- [Directions]: Substitute "bell tower" for "church facade" in the lines below and keep everything else the same. Leave the pictures out of your answer.

- [Entries provided]:
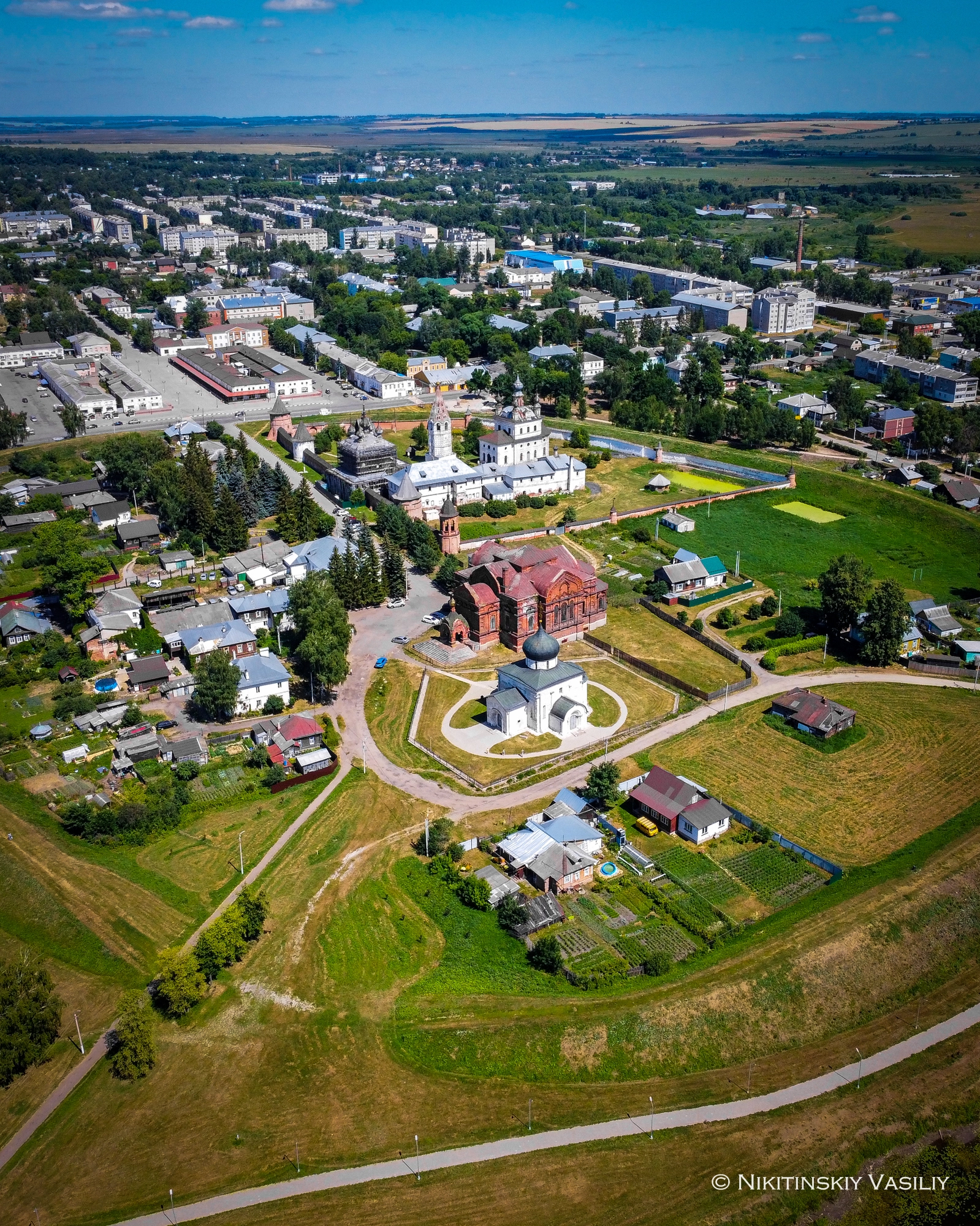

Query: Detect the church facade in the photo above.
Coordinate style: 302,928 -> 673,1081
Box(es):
452,542 -> 607,651
487,628 -> 590,737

- [Task solution]:
Query: Detect the bell tower in the photo above.
Coordinate style: 302,928 -> 673,1081
Box(es):
452,542 -> 607,651
487,628 -> 590,737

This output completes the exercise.